** START OF EXCERPTED DATA **
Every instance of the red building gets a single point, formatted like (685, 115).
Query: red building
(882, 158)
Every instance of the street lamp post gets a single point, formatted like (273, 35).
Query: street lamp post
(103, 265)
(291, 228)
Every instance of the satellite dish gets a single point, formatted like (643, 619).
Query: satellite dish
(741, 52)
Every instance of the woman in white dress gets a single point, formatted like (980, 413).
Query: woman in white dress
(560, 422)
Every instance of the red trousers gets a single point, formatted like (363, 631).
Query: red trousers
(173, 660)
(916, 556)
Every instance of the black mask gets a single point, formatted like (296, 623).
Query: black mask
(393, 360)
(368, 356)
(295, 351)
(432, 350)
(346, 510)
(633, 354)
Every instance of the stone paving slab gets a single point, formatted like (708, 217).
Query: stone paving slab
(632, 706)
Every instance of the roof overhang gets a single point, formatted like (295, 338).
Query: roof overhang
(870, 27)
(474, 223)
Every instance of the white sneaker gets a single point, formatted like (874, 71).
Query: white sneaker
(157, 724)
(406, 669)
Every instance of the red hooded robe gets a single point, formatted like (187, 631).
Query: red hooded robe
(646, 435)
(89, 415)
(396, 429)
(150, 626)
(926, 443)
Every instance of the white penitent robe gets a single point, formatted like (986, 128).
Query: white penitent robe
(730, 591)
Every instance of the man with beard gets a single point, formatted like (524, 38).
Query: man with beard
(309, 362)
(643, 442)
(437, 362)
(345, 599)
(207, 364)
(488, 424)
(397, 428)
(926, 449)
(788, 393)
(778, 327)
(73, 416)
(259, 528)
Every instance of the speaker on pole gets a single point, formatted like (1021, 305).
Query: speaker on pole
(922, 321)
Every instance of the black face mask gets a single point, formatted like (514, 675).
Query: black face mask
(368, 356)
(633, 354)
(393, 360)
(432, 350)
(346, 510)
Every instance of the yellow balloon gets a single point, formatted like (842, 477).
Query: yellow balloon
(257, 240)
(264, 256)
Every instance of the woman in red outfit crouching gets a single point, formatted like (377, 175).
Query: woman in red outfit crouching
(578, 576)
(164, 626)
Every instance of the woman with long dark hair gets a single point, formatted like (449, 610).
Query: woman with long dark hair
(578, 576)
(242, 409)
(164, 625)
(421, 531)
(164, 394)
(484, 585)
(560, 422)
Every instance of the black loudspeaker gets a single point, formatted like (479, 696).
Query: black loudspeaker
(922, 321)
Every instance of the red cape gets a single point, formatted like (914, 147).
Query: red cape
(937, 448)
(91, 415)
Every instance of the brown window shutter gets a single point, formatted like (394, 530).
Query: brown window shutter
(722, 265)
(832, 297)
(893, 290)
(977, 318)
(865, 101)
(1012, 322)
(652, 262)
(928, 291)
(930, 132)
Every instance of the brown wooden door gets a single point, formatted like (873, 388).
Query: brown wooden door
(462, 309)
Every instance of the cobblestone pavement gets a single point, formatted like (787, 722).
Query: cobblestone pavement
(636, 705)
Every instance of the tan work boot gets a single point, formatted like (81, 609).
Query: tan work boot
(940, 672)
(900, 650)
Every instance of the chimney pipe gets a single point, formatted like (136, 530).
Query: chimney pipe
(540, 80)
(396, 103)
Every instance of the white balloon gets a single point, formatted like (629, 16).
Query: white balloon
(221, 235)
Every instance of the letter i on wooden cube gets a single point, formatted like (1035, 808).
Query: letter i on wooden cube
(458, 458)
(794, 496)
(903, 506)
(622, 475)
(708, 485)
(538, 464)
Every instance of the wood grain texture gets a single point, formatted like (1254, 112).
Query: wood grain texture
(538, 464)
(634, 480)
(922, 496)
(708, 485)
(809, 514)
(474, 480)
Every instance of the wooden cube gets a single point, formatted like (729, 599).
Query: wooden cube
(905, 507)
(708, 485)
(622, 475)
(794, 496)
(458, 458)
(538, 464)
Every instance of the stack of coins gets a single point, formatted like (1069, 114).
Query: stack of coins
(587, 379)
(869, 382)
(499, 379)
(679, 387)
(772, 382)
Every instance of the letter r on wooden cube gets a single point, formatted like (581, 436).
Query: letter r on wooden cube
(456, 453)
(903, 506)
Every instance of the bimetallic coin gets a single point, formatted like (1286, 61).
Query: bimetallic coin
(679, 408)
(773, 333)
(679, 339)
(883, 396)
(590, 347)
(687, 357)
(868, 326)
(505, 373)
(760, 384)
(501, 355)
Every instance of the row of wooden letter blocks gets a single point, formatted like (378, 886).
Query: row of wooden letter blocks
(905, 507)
** END OF EXCERPTED DATA **
** START OF EXCERPTED DATA **
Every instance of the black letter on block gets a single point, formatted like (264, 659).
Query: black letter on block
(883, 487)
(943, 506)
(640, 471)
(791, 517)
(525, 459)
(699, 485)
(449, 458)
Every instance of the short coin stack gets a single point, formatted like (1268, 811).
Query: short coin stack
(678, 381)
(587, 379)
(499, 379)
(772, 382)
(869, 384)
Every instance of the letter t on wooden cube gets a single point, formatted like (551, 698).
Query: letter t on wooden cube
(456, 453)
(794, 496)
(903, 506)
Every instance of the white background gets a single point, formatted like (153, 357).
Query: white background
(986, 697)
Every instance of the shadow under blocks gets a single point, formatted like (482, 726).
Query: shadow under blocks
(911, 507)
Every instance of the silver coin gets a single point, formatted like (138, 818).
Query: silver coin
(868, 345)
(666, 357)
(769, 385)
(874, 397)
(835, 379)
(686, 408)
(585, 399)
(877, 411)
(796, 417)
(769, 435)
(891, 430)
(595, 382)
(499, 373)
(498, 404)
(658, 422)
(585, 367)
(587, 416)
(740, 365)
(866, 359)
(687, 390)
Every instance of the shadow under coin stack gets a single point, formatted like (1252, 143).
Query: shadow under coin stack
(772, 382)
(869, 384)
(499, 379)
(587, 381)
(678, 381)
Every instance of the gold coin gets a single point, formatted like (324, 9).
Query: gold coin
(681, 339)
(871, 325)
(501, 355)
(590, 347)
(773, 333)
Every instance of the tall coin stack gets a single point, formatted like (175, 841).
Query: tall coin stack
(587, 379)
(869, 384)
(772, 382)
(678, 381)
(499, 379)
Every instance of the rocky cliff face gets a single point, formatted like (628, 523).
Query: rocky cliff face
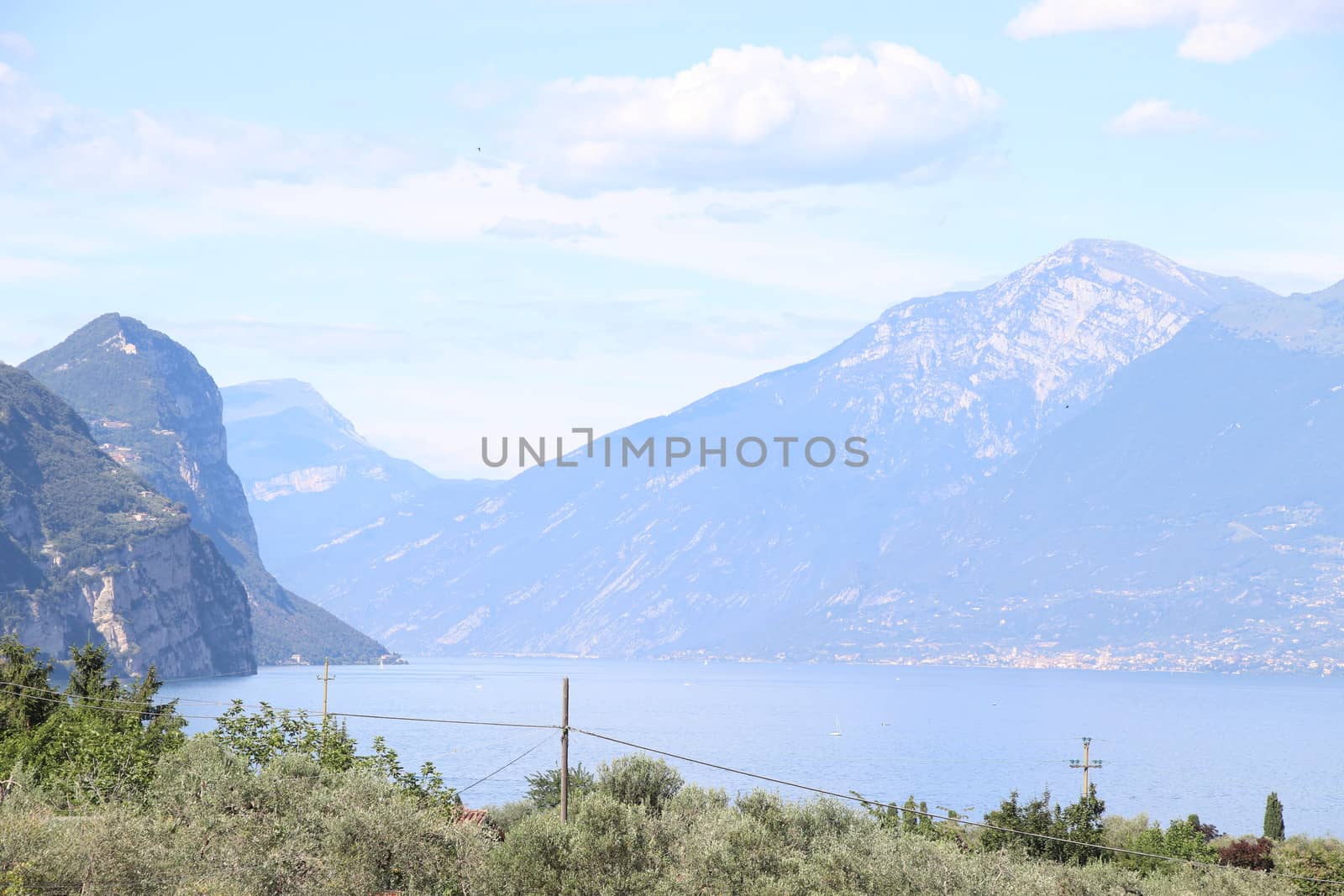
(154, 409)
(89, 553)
** END OF EXCERPTED DATA **
** START OF EXCERPTED DATA **
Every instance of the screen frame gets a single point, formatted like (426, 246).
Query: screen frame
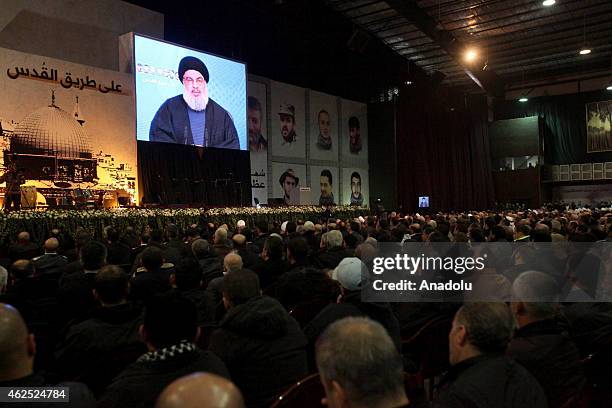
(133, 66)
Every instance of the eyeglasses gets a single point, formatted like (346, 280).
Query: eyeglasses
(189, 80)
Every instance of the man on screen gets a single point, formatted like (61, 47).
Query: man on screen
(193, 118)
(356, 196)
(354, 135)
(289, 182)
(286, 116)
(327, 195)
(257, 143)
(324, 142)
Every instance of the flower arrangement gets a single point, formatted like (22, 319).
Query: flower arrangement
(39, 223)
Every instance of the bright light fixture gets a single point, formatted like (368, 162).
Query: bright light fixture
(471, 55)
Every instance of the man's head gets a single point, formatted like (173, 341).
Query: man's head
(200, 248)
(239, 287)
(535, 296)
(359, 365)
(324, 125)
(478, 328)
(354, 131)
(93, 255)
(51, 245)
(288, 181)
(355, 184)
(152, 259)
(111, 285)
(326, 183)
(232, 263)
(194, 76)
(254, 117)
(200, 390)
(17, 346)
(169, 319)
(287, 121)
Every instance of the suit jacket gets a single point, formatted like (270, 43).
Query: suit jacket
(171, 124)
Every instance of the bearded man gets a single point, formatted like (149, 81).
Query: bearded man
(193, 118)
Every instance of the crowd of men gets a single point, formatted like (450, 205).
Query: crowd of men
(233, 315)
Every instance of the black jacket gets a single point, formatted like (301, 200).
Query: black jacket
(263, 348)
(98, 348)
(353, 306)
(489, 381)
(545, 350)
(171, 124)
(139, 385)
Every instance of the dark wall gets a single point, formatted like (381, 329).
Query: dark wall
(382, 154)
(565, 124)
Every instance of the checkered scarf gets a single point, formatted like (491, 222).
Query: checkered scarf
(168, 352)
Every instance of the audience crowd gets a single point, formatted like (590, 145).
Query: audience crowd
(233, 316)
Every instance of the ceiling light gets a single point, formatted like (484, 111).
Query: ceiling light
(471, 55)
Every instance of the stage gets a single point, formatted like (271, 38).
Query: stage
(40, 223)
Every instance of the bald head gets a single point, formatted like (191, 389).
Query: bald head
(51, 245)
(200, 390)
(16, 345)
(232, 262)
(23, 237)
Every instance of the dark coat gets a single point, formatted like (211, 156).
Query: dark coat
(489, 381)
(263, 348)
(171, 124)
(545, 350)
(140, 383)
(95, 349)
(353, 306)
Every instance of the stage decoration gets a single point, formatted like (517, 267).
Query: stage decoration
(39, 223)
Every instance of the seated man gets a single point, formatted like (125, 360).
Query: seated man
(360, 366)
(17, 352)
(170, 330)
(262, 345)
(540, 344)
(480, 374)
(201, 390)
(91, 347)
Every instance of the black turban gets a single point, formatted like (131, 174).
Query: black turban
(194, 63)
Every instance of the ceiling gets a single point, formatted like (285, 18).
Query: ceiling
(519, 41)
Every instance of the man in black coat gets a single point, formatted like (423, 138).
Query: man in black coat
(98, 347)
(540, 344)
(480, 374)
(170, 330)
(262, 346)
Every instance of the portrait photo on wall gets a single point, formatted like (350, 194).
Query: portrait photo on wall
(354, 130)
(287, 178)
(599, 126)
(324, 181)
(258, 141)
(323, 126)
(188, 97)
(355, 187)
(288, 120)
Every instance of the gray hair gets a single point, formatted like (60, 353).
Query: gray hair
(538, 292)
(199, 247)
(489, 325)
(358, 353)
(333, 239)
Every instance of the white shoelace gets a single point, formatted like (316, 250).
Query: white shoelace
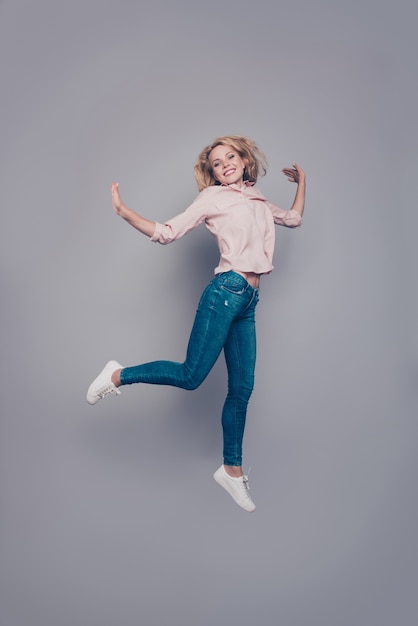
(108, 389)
** END OF EXCERPTED DATA **
▶ _REQUIREMENT_: Select every line in the entries above that contains the word "arrangement", matching case exactly.

▶ _WORKED ANSWER_:
Every instance of the flower arrangement gets a single point, formatted like (22, 319).
Query: flower arrangement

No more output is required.